A few years ago, if writing about how the pace of technology had changed the workplace, it may have been necessary to provide examples to serve as a gentle scene-setter.
However, the infiltration of technology into all of our lives has been so aggressive and encompassing that doing so doesn’t seem necessary.
While financial services as a whole appears to be redefined by ‘fintech’ on a daily basis, the mortgage industry has so far remained comparatively static. But why is this the case?
“The lag versus other areas of financial services is likely because of the relatively complex sales process for mortgages and whether they are advised or not.
“In the case of lifetime mortgages, the potential vulnerability of some older customers and the traditional route of face-to-face has meant technology has not been a primary focus,” says OneFamily managing director (growth division) Nici Audhlam-Gardiner.
She also cites heavy regulation.
“While it’s been a decade now, it’s easy to forget what a systemic shock the financial crisis caused – and mortgages were at the heart of this,” says Eligible chief executive Rameez Zafar. “All stakeholders… had to reflect on what caused this and how to allow the market to recover without allowing the mistakes of the past to occur again.
“As a result, innovation was not ‘slow’ per se – but rather was constrained within an industry facing intense scrutiny, changing regulations, and lenders/brokers placing emphasis on financial conduct.”
Audhlam-Gardiner feels we are at a tipping point with tech in the industry.
“I believe further tech development is imminent,” she says.
“Initially the likely focus will be use of data and technology, for example the use of application planning interfaces with banks to collect affordability data from open banking, which can reduce the onus on the customer to provide information, as well as increasing accuracy.”
Zafar also points out that, “while other industries were being disrupted by tech solutions that led from the front-end by improving the customer experience and helping salesforces actually sell – technology in the mortgage industry became further entrenched in the back office.”
Landbay managing director of intermediaries Paul Brett adds that, “there are only a few major system providers in the market which are used by most lenders. This means that technologists with knowledge of mortgages probably don’t have that many companies to move between. This restricts the cross-pollination of knowledge which is the breeding ground of new ideas.”
“However,” he says, “there will be a tipping point, and due to the exponential nature of technological advancement once the tipping point is reached it’s likely we’ll see a lot of changes. The ecosystem of new services and technologies will galvanise itself.”
I need your clothes, your boots, and your mortgage documents
Robo-advice, software that uses algorithms and mathematics to provide financial guidance, has been making inroads in many areas of financial services – particularly wealth management – to the consternation/glee of many (delete as appropriate). At first glance it may seem ideally suited to the mortgage industry, but few people Mortgage Strategy spoke to on the subject agree.
“I personally cannot see a true robo-advice proposition taking off without any human input or influence. It becomes too risky for the company/advisor and regulator. The Mortgage Market Review was mainly focused on advice and that will need to remain,” says White Financial Services managing director Dan White.
Zafar, too, sees robo-advice as something of a dead end: “It’s very important to remember that the home-buying process is one often the largest financial transaction someone will ever do. They want to talk to a real person about this; someone who is an expert and someone they can trust.”
BespokeFinance founder Adam Hosker says: “Unless the regulator brings back execution-only, programmers building a robo-adviser will hit a wall… our clients are not vanilla, neither are there homes or lenders.”

### Task brief
Carry on the article about technology in the mortgage industry, starting right after its final sentence. The lines placed after this text are not needed.

### Information shown
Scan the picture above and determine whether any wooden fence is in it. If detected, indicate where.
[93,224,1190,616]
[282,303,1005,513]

### Task output
He instead points to what he calls ‘cyborgs’ as a more likely development, a “mortgage adviser whose abilities are extended beyond usual adviser limitations by elements built into the back-office software.”
He paints a picture of this cyborg-advisor not hunting down Sarah Connor, but retrieving notification of a new case with all necessary documents to hand and verified via integration with credit agencies, open banks, and valuation models.
“The system would have sent out the IDD and checked sanctions list, retrieved back an e-signed GDPR Consumer Privacy Notice saved into the client’s file, without adviser interaction… the adviser [is] no longer playing administrator but ready to advise, all facts in hand,” he says.
One Mortgage System managing director Neal Jannels brings up some market research his company conducted, saying that one broker, “recently input a case 11 times from fact find to completion. If that takes 15-20 mins a time, you’re talking about a vast amount of effort for one user to keep reinputting and potentially 11 times that it can go wrong.”
“This is where technology can really make a difference, in terms of supporting brokers and saving them time.
His summary is positive: “Technology will never replace the experience and knowledge of an established broker,” Jannels concludes. “What it should be doing is making the client/broker journey as simple and effective as possible in order for the broker to turn cases around as quickly as possible… [to] replace the manual work allowing for time to be better spent dealing with new clients.”
Eligible, the digital mortgage platform based at Level39, has been recognised as the ‘Personal Finance Innovation of the Year’, in the Moneyfacts awards 2018.
The team beat off competition from Trussle and established names such as Natwest and Yorkshire Building Society, for their innovative solution with intelligent calculation and real-time analytics for users.
Eligible came out of stealth at the end of 2017 helping traditional mortgage advisors and lenders compete with purely digital brokers.
Eligible was founded by Rameez Zafar and Hasan Mustafa, both financial services executives with decades of experience working for the largest UK banks.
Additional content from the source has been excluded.